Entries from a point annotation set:
□ □ □

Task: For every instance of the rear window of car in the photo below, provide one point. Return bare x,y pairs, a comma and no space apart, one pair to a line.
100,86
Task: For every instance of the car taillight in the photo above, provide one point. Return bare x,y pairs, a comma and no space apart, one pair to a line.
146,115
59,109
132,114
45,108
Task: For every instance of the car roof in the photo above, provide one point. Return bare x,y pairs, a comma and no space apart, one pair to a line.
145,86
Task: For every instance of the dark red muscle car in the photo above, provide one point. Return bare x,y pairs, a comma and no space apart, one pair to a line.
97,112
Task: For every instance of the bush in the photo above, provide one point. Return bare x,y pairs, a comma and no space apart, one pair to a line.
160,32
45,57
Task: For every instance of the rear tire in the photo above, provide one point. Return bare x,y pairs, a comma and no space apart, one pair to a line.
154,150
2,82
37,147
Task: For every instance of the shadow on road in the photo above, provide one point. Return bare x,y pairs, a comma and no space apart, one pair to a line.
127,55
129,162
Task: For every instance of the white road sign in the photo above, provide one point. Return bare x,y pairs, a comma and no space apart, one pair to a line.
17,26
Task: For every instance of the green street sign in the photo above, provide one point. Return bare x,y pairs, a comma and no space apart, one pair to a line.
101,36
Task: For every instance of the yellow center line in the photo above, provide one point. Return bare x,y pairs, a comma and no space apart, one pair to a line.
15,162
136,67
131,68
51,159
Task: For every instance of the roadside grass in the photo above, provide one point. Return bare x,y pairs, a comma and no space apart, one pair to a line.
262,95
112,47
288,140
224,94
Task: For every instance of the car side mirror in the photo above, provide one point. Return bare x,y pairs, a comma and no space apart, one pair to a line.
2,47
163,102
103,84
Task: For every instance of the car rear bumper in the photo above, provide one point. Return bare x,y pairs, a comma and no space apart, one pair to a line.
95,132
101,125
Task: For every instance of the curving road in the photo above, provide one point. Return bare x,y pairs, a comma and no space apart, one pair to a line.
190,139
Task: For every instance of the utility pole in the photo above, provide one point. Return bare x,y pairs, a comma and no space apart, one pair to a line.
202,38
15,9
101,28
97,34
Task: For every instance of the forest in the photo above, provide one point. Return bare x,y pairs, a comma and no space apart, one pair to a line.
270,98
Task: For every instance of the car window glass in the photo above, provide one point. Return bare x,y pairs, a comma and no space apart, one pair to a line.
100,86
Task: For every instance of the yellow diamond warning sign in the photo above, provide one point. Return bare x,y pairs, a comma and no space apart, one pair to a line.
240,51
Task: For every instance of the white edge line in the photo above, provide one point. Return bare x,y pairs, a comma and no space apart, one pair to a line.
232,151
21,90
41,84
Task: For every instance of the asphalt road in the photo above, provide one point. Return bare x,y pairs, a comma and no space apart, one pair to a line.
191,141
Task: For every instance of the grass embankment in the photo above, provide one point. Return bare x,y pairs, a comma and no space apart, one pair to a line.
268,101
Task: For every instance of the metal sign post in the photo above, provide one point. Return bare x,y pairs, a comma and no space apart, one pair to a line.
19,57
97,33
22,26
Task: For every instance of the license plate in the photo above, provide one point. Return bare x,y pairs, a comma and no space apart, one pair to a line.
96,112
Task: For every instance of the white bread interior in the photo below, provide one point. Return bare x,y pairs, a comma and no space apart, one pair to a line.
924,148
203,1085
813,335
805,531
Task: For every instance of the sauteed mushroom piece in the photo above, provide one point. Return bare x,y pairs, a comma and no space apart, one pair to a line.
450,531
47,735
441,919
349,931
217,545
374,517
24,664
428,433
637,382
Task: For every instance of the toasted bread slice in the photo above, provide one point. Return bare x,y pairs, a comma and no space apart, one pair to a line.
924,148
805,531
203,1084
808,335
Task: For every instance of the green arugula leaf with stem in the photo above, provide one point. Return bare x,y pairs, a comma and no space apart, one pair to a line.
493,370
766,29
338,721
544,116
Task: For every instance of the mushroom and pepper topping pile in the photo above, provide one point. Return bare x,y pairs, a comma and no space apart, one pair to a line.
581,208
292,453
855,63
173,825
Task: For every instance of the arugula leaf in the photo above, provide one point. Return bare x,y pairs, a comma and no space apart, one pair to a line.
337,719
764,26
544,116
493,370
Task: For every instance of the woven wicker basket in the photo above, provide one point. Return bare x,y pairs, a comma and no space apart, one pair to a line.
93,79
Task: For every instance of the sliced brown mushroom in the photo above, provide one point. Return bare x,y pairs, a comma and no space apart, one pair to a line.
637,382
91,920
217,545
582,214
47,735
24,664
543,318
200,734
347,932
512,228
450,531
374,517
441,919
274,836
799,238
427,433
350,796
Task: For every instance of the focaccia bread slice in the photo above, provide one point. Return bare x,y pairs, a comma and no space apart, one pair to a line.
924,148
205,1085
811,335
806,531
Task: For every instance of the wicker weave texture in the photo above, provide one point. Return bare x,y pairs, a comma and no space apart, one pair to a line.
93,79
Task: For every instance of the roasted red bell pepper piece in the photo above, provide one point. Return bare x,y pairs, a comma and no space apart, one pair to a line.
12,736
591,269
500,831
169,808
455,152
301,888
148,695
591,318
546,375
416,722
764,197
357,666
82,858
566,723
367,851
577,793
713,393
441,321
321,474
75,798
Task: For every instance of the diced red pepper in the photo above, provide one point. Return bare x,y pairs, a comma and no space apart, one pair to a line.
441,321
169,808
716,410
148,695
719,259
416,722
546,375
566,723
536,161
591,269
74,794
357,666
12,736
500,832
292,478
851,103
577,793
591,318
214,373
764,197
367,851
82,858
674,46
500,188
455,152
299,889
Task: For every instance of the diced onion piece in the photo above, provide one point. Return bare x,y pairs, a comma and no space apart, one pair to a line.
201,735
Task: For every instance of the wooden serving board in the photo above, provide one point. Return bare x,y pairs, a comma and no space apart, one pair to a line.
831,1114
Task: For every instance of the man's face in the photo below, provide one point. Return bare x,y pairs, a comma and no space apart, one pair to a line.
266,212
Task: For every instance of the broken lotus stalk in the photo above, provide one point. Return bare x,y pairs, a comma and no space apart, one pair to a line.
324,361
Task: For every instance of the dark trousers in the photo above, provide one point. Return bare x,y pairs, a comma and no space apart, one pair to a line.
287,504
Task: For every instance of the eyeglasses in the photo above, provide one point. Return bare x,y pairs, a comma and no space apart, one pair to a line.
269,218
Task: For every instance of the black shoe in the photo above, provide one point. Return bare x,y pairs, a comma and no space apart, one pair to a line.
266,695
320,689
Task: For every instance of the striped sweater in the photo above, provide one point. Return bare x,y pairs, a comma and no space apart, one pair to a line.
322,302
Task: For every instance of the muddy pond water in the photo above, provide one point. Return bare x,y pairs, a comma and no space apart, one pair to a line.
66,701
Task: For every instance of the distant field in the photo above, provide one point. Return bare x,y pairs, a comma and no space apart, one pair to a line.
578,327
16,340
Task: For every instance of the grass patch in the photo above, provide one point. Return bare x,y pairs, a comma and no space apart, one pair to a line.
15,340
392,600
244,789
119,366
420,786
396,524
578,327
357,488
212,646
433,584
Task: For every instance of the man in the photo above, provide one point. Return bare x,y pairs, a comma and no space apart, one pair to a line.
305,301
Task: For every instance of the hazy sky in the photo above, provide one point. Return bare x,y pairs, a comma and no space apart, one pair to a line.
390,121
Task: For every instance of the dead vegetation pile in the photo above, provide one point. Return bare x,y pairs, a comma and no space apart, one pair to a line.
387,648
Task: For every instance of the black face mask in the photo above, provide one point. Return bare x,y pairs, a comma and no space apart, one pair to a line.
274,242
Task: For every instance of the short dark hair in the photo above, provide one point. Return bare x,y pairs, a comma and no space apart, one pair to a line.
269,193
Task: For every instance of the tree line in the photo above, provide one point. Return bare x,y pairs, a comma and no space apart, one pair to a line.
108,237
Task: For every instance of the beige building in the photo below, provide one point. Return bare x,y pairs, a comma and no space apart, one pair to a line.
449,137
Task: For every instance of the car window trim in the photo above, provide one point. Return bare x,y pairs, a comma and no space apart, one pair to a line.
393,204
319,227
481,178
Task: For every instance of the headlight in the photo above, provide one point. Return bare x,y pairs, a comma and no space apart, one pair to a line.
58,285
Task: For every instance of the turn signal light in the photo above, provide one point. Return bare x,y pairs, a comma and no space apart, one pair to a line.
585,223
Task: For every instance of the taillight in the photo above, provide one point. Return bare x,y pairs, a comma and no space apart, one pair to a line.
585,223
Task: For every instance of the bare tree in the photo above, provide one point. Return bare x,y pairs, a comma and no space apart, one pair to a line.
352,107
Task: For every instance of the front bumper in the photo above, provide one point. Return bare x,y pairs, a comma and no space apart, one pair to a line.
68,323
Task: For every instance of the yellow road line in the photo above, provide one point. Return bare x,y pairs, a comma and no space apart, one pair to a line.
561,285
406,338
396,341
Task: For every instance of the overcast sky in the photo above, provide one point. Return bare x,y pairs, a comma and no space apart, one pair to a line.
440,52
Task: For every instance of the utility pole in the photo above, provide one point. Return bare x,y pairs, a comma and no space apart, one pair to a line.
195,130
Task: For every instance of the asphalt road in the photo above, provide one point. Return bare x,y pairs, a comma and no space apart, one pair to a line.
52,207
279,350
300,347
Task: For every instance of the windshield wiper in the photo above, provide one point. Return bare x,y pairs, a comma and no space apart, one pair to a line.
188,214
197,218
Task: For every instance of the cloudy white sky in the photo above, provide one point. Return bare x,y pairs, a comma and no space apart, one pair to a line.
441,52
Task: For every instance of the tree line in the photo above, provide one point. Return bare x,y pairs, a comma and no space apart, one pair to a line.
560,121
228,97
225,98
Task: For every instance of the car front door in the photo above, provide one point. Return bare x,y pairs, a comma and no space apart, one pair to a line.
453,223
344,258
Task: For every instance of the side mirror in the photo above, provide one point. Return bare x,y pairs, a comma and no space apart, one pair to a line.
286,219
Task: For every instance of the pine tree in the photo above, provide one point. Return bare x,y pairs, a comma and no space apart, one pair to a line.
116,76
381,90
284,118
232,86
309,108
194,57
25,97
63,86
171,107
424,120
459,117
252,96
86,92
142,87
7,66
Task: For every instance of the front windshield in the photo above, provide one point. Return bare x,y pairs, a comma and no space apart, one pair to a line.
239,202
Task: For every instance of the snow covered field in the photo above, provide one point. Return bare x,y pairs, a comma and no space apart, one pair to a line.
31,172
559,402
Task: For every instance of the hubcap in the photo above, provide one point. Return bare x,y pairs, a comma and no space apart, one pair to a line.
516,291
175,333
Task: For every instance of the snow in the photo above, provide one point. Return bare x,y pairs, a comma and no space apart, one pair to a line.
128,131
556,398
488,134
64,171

□ □ □

Set exercise: Your task is to write out the lines from the one with "Task: For every instance of the pine" through the end of the records, exactly and with nothing added.

Full answer:
Task: For every instance of the pine tree in the photo above, provide one point. Return bare x,y pairs, a comma and no space apart, one pair to a line.
116,76
381,90
284,118
232,86
309,108
194,57
25,97
63,86
171,107
424,120
459,117
252,96
86,92
142,87
7,66
Task: For every instance of the front windshield in the photo above, provide one point. Return bare x,y pairs, a comma and no space apart, one pair to a line.
239,202
Task: For every instance of the snow covered field in the photo above, provide one point. Return bare x,y pairs, a comma and no space apart, one pair to a line.
31,172
559,402
Task: For every instance of the hubcap in the photo above, provide one point. Return bare x,y pairs, a comma and no space apart, one pair to a line.
516,291
175,333
Task: For every instance of the snow in the photo above, provide one point. Return bare x,y pairs, a comma and no space apart, one pair to a line.
128,131
556,398
488,134
64,171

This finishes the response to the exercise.